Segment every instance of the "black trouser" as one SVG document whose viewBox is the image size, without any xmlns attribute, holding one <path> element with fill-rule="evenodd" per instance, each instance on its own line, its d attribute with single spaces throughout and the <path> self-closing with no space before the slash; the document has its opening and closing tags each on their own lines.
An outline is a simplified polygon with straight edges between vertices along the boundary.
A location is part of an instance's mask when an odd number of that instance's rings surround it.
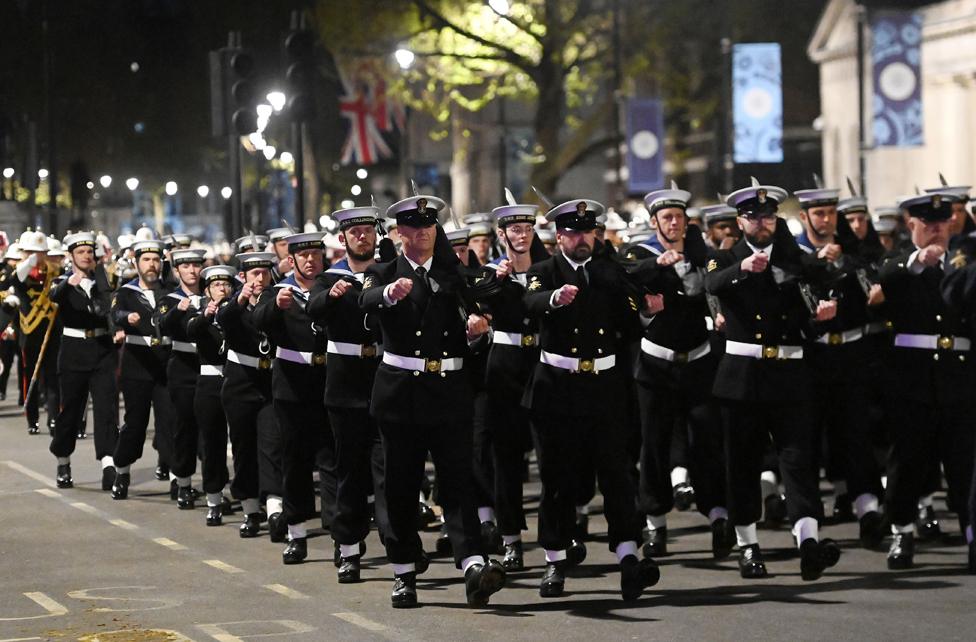
<svg viewBox="0 0 976 642">
<path fill-rule="evenodd" d="M 919 498 L 929 492 L 928 462 L 942 461 L 948 503 L 956 506 L 960 527 L 969 525 L 969 491 L 973 478 L 973 404 L 921 403 L 891 397 L 891 455 L 885 491 L 891 523 L 915 522 Z"/>
<path fill-rule="evenodd" d="M 722 423 L 717 405 L 707 394 L 671 386 L 638 384 L 641 413 L 640 506 L 647 515 L 666 515 L 674 508 L 671 469 L 672 438 L 676 433 L 687 443 L 689 469 L 695 485 L 695 505 L 708 516 L 725 506 L 725 459 L 722 455 Z M 677 428 L 675 426 L 678 426 Z"/>
<path fill-rule="evenodd" d="M 197 389 L 195 385 L 173 385 L 170 383 L 169 396 L 173 402 L 173 460 L 169 462 L 170 472 L 177 477 L 191 477 L 197 470 L 197 445 L 200 427 L 197 425 L 195 404 Z"/>
<path fill-rule="evenodd" d="M 85 425 L 88 394 L 92 397 L 92 420 L 95 433 L 95 459 L 115 452 L 119 436 L 119 393 L 115 387 L 118 353 L 111 350 L 90 371 L 63 370 L 61 412 L 54 426 L 51 453 L 70 457 L 75 451 L 78 433 Z"/>
<path fill-rule="evenodd" d="M 315 516 L 313 467 L 321 461 L 320 451 L 333 450 L 335 440 L 321 402 L 275 399 L 274 410 L 281 426 L 282 515 L 287 524 L 301 524 Z M 323 506 L 328 502 L 322 497 Z"/>
<path fill-rule="evenodd" d="M 474 395 L 471 421 L 471 452 L 474 471 L 474 501 L 478 508 L 495 505 L 495 462 L 492 459 L 492 434 L 488 429 L 488 393 Z"/>
<path fill-rule="evenodd" d="M 3 330 L 0 329 L 0 332 Z M 14 356 L 19 352 L 16 341 L 0 339 L 0 364 L 3 365 L 3 372 L 0 372 L 0 392 L 6 394 L 7 381 L 10 380 L 10 369 L 14 365 Z M 21 371 L 24 369 L 23 362 L 17 360 L 17 385 L 20 385 Z"/>
<path fill-rule="evenodd" d="M 173 403 L 169 390 L 159 382 L 127 377 L 119 377 L 119 389 L 125 403 L 125 416 L 115 445 L 115 465 L 129 466 L 142 457 L 150 407 L 156 427 L 153 447 L 159 454 L 159 461 L 169 465 L 173 461 Z"/>
<path fill-rule="evenodd" d="M 55 419 L 60 411 L 58 399 L 58 350 L 61 346 L 60 337 L 55 332 L 57 328 L 51 330 L 51 338 L 48 340 L 47 348 L 44 351 L 44 361 L 37 373 L 38 381 L 34 384 L 34 390 L 30 399 L 26 401 L 27 423 L 36 424 L 40 417 L 38 410 L 38 399 L 41 388 L 44 388 L 46 395 L 45 409 L 49 420 Z M 24 363 L 24 394 L 30 386 L 31 377 L 34 376 L 34 368 L 37 366 L 37 359 L 41 353 L 41 344 L 44 342 L 44 333 L 40 330 L 31 334 L 24 335 L 24 346 L 21 351 Z"/>
<path fill-rule="evenodd" d="M 583 376 L 583 375 L 581 375 Z M 542 498 L 539 501 L 539 544 L 546 550 L 569 548 L 576 529 L 580 465 L 589 464 L 603 494 L 610 550 L 621 542 L 640 540 L 631 457 L 630 434 L 623 410 L 580 417 L 533 413 L 532 433 L 539 457 Z"/>
<path fill-rule="evenodd" d="M 519 402 L 516 395 L 488 393 L 485 419 L 495 469 L 495 515 L 503 535 L 518 535 L 528 528 L 522 506 L 522 457 L 525 436 L 532 433 L 529 411 Z"/>
<path fill-rule="evenodd" d="M 728 469 L 729 517 L 747 526 L 762 517 L 759 475 L 769 438 L 779 458 L 790 522 L 823 518 L 818 471 L 813 468 L 813 426 L 809 403 L 795 401 L 722 401 L 725 461 Z"/>
<path fill-rule="evenodd" d="M 417 534 L 417 497 L 430 452 L 437 473 L 438 503 L 444 509 L 454 561 L 481 555 L 481 524 L 472 493 L 470 424 L 460 419 L 439 424 L 378 422 L 386 465 L 386 507 L 390 533 L 386 556 L 393 564 L 416 562 L 422 552 Z"/>
<path fill-rule="evenodd" d="M 357 544 L 369 534 L 369 496 L 374 496 L 376 525 L 385 538 L 390 531 L 383 483 L 383 445 L 366 408 L 329 409 L 335 435 L 336 511 L 332 539 Z M 415 503 L 416 505 L 416 503 Z"/>
<path fill-rule="evenodd" d="M 202 442 L 200 470 L 205 493 L 222 492 L 230 478 L 227 474 L 227 417 L 220 403 L 222 384 L 223 377 L 220 375 L 200 375 L 193 397 L 193 410 Z"/>
<path fill-rule="evenodd" d="M 230 493 L 234 499 L 258 499 L 264 494 L 281 495 L 281 450 L 277 444 L 278 427 L 271 404 L 260 399 L 241 399 L 229 392 L 221 392 L 223 411 L 227 417 L 230 444 L 234 452 L 234 480 Z M 259 464 L 260 435 L 273 438 L 278 446 L 270 449 L 267 463 Z M 273 433 L 268 435 L 268 433 Z M 268 453 L 265 453 L 267 456 Z M 274 465 L 271 460 L 275 460 Z M 271 470 L 265 471 L 269 468 Z M 268 479 L 264 479 L 267 472 Z"/>
<path fill-rule="evenodd" d="M 329 424 L 329 416 L 323 408 L 319 421 L 325 423 L 325 443 L 315 454 L 315 469 L 319 471 L 319 499 L 322 502 L 320 517 L 322 518 L 322 528 L 332 529 L 332 521 L 336 514 L 336 492 L 339 488 L 339 479 L 336 474 L 336 455 L 335 437 L 332 434 L 332 426 Z"/>
<path fill-rule="evenodd" d="M 263 403 L 255 412 L 258 440 L 258 489 L 261 496 L 285 496 L 284 472 L 284 438 L 281 436 L 281 424 L 278 414 L 270 402 Z"/>
</svg>

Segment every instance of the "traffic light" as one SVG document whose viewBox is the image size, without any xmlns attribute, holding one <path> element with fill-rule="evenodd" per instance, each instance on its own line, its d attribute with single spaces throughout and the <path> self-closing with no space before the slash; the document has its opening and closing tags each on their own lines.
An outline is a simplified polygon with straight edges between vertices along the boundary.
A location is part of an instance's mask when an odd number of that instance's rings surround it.
<svg viewBox="0 0 976 642">
<path fill-rule="evenodd" d="M 304 27 L 285 34 L 285 95 L 288 118 L 306 122 L 315 116 L 315 34 Z"/>
<path fill-rule="evenodd" d="M 254 56 L 241 47 L 210 52 L 210 120 L 214 136 L 245 136 L 258 128 Z"/>
</svg>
******
# PROBLEM
Images are to be left out; everything else in the material must be written out exactly.

# EXPECTED ANSWER
Segment every instance of the "black trouser" as one SVG document whose viewBox is the image size, without any xmlns attribute, holding one <path> element with fill-rule="evenodd" per instance, each instance on its own line, its d attribute with single spaces throughout and the <path> self-closing with no space before the slash; the document has its opening and closing tags each on their own lines.
An outline is a simplified polygon with straight edges between vertices along the boundary.
A location is part of an instance's mask when an odd number of that instance's rings surround it.
<svg viewBox="0 0 976 642">
<path fill-rule="evenodd" d="M 919 498 L 929 492 L 928 462 L 942 461 L 948 503 L 956 506 L 960 527 L 969 525 L 969 491 L 973 478 L 973 404 L 921 403 L 891 397 L 891 455 L 885 491 L 891 523 L 915 522 Z"/>
<path fill-rule="evenodd" d="M 722 423 L 717 405 L 707 394 L 671 386 L 638 384 L 641 413 L 640 506 L 647 515 L 666 515 L 674 508 L 671 469 L 672 438 L 676 433 L 687 443 L 689 469 L 695 485 L 695 505 L 708 516 L 725 506 L 725 459 L 722 455 Z M 677 428 L 675 426 L 678 426 Z"/>
<path fill-rule="evenodd" d="M 197 389 L 195 385 L 173 385 L 170 383 L 169 396 L 173 402 L 173 460 L 169 462 L 170 472 L 177 477 L 191 477 L 197 470 L 197 445 L 200 427 L 197 425 L 195 404 Z"/>
<path fill-rule="evenodd" d="M 85 425 L 88 394 L 92 397 L 92 420 L 95 433 L 95 459 L 115 452 L 119 436 L 119 393 L 115 387 L 118 353 L 111 350 L 90 371 L 63 370 L 61 412 L 54 426 L 51 453 L 70 457 L 75 451 L 78 433 Z"/>
<path fill-rule="evenodd" d="M 315 516 L 313 467 L 321 461 L 320 451 L 333 450 L 335 440 L 321 402 L 275 399 L 274 410 L 281 426 L 282 515 L 287 524 L 301 524 Z M 323 506 L 328 502 L 322 497 Z"/>
<path fill-rule="evenodd" d="M 474 395 L 471 421 L 471 452 L 474 471 L 474 501 L 478 508 L 495 505 L 495 462 L 492 459 L 492 434 L 488 429 L 488 393 Z"/>
<path fill-rule="evenodd" d="M 3 330 L 0 329 L 0 332 Z M 14 356 L 19 352 L 16 341 L 0 339 L 0 364 L 3 365 L 3 372 L 0 372 L 0 392 L 6 394 L 7 381 L 10 380 L 10 369 L 14 365 Z M 21 371 L 24 369 L 23 362 L 17 360 L 17 385 L 20 385 Z"/>
<path fill-rule="evenodd" d="M 173 403 L 169 390 L 159 382 L 127 377 L 119 377 L 119 389 L 125 403 L 125 416 L 115 445 L 115 465 L 129 466 L 142 457 L 150 407 L 156 427 L 153 447 L 159 454 L 159 461 L 169 465 L 173 461 Z"/>
<path fill-rule="evenodd" d="M 55 419 L 60 411 L 58 399 L 58 350 L 61 346 L 60 337 L 55 332 L 57 328 L 51 330 L 51 338 L 48 340 L 47 348 L 44 351 L 44 361 L 37 373 L 38 381 L 34 384 L 34 390 L 30 399 L 26 401 L 27 423 L 36 424 L 40 417 L 38 410 L 38 399 L 41 388 L 44 388 L 46 395 L 45 409 L 49 420 Z M 24 363 L 24 394 L 30 386 L 31 377 L 34 376 L 34 368 L 37 366 L 37 359 L 41 353 L 41 344 L 44 342 L 44 333 L 40 330 L 31 334 L 24 335 L 24 346 L 21 351 Z"/>
<path fill-rule="evenodd" d="M 583 376 L 583 375 L 581 375 Z M 542 498 L 539 501 L 539 544 L 546 550 L 569 548 L 576 529 L 580 465 L 589 464 L 603 494 L 610 550 L 621 542 L 640 540 L 631 457 L 630 434 L 623 410 L 580 417 L 533 413 L 532 433 L 539 457 Z"/>
<path fill-rule="evenodd" d="M 519 402 L 516 395 L 488 393 L 485 419 L 495 469 L 495 515 L 503 535 L 518 535 L 528 528 L 522 506 L 522 457 L 525 436 L 532 433 L 529 411 Z"/>
<path fill-rule="evenodd" d="M 728 469 L 729 517 L 747 526 L 762 517 L 759 475 L 769 438 L 779 458 L 790 522 L 823 518 L 818 471 L 813 468 L 813 426 L 809 403 L 795 401 L 722 401 L 725 461 Z"/>
<path fill-rule="evenodd" d="M 417 534 L 417 497 L 430 452 L 437 473 L 438 503 L 444 509 L 454 561 L 481 555 L 481 524 L 472 493 L 470 424 L 460 419 L 439 424 L 378 422 L 386 465 L 386 507 L 390 533 L 386 556 L 393 564 L 416 562 L 422 552 Z"/>
<path fill-rule="evenodd" d="M 357 544 L 369 534 L 369 496 L 374 496 L 376 525 L 385 538 L 390 531 L 383 483 L 383 445 L 366 408 L 329 409 L 335 435 L 336 511 L 332 539 Z M 415 503 L 416 505 L 416 503 Z"/>
<path fill-rule="evenodd" d="M 202 442 L 200 470 L 205 493 L 222 492 L 230 478 L 227 474 L 227 417 L 220 403 L 222 384 L 223 377 L 220 375 L 200 375 L 193 397 L 193 410 Z"/>
<path fill-rule="evenodd" d="M 230 493 L 234 499 L 258 499 L 264 494 L 281 495 L 281 450 L 277 444 L 278 427 L 271 404 L 260 399 L 241 399 L 229 392 L 221 392 L 223 411 L 227 417 L 230 444 L 234 452 L 234 480 Z M 259 464 L 260 435 L 273 438 L 278 446 L 270 449 L 267 463 Z M 273 433 L 268 435 L 268 433 Z M 268 453 L 265 453 L 267 456 Z M 274 465 L 271 460 L 275 460 Z M 271 470 L 265 471 L 269 468 Z M 268 479 L 264 479 L 267 472 Z"/>
<path fill-rule="evenodd" d="M 329 424 L 329 416 L 323 408 L 319 421 L 325 423 L 325 443 L 315 454 L 315 469 L 319 471 L 319 499 L 322 502 L 320 517 L 322 518 L 322 528 L 332 529 L 332 521 L 336 514 L 336 492 L 339 488 L 339 479 L 336 474 L 336 455 L 335 437 L 332 434 L 332 426 Z"/>
<path fill-rule="evenodd" d="M 263 403 L 255 412 L 258 440 L 258 489 L 261 496 L 285 496 L 284 472 L 284 438 L 281 436 L 281 424 L 278 414 L 270 402 Z"/>
</svg>

Segment every instance of the "traffic light" as one SVG document whose viewBox is the image size, without any xmlns attribute, holding one <path> element with fill-rule="evenodd" per instance, each instance on its own line, its d attribute with single spaces throughout and the <path> self-closing with no space before the slash; the document has its opening and closing tags each on their own lines.
An outline is a simplified polygon with straight edges between vertices along the boundary.
A location is part of an instance's mask when an odd number of that instance's rings surround it.
<svg viewBox="0 0 976 642">
<path fill-rule="evenodd" d="M 304 27 L 285 34 L 285 95 L 288 118 L 306 122 L 315 116 L 315 34 Z"/>
<path fill-rule="evenodd" d="M 254 56 L 241 47 L 210 52 L 210 120 L 214 136 L 245 136 L 258 128 Z"/>
</svg>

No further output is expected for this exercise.